**QUOTED PASSAGE**
◆ ◆ ◆ ◆ ◆

My counter to "There are enough people already" is, as mentioned in a
recent thread, that we may or may not experience an overopulation crisis
in the future but that doesn't matter, because the choice we have today
is whether to condemn people to death in the future by delaying the
development of a cure for aging, and condemning people to death is bad,
worse than anything else we might do like condemning people to birth
control.
My counter to "It won't happen in our lifetime" is the same: that saving
lives is a worthy pursuit, whether or not we are among those whose lives
are saved. Giving someone the option to live indefinitely when otherwise
they would live a max of 120 years is saving their life, just as giving
a 10-year-old surgery that lets them live to 80 is saving their life.
(Conversely, not doing so is condemning them to death, otherwise known
as executing them.)

◆ ◆ ◆ ◆ ◆

**SUPPLIED MATERIAL**
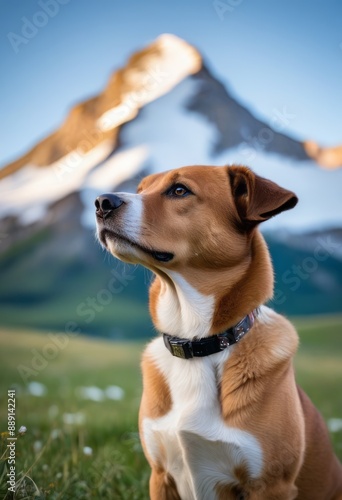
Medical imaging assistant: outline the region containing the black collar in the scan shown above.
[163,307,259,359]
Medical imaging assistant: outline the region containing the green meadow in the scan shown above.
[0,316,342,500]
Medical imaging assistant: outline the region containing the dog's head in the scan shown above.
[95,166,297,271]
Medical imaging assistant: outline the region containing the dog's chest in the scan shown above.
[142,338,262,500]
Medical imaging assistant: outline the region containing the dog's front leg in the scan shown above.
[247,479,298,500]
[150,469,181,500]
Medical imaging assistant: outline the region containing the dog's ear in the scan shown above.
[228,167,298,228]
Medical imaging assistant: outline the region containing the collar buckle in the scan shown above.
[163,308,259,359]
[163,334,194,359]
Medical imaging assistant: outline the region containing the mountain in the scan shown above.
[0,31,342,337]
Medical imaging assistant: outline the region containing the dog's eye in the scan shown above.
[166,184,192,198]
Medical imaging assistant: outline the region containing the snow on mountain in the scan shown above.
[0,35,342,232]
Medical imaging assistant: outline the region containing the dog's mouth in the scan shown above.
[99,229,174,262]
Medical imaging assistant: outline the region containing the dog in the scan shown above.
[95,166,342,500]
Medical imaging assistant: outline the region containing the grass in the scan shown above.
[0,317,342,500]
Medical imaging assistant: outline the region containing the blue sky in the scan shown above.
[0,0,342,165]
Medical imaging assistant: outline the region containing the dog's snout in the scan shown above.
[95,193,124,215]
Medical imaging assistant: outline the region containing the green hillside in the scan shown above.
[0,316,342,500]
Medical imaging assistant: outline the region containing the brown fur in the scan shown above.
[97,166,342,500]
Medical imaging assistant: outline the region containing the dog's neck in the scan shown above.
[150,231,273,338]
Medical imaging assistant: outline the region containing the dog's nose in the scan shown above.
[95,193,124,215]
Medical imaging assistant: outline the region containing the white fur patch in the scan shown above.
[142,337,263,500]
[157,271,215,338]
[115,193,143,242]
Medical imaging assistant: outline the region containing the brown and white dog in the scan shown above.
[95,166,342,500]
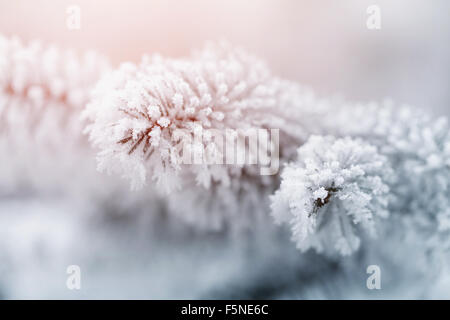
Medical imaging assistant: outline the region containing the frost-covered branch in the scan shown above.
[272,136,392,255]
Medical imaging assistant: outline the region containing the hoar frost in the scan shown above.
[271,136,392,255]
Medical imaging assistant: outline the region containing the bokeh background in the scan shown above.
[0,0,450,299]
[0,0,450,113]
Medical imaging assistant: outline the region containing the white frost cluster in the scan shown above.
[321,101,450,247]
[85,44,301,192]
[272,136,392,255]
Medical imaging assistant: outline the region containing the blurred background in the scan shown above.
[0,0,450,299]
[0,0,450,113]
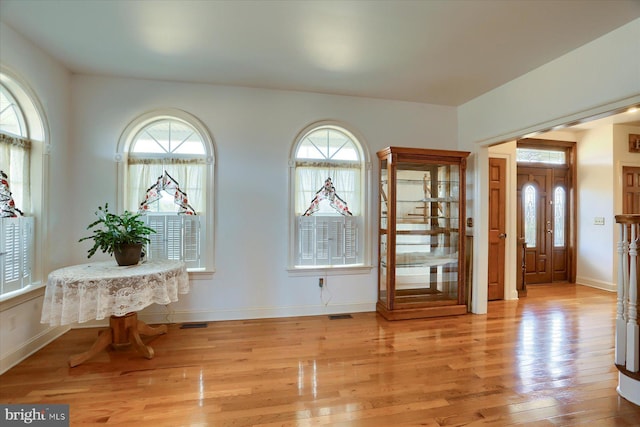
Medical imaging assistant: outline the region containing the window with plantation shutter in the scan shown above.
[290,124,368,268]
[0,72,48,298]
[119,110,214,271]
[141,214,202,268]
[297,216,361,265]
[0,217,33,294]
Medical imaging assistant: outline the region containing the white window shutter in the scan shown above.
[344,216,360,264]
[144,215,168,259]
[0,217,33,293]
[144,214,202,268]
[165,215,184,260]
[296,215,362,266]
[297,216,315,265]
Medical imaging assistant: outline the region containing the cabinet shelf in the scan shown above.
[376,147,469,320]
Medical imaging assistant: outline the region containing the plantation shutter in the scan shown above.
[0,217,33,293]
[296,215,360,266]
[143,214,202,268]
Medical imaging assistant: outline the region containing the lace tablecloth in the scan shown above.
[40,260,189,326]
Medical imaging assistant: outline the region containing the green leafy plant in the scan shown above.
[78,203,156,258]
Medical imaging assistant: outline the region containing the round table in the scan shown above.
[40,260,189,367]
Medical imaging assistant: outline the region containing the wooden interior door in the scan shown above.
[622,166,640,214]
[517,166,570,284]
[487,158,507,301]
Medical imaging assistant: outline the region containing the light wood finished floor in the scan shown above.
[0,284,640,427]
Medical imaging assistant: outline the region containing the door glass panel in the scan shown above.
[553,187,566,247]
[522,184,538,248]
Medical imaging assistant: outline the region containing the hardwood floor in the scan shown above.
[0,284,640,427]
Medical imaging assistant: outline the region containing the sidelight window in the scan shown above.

◆ ◆ ◆ ◆ ◆

**ACTIONS TO TAKE**
**a)** According to the argument for curing aging, what is the longest a person would live without the option to live indefinitely?
**b)** Write the next part of the argument for curing aging, beginning after its final sentence.
The records have nothing to do with the argument for curing aging.

**ANSWERS PROVIDED**
**a)** A maximum of 120 years.

**b)**
I am currently at the Gerontological Society of America conference in
San Diego and have had some interestsing discussions about the curious
absence from ethical debates about life extension of any mention of the
rather easily understood concept of human rights, and in particular of
the most basic human right of all, the right of the living human to keep
on living as long as they choose. Once it is seen that opposing curing
aging equates to advocating that humanity perpetrate an entire holocaust
every two months, quite a few arguments against life extension seem to
fall bby the wayside.
Let us know what your mother says in resopnse.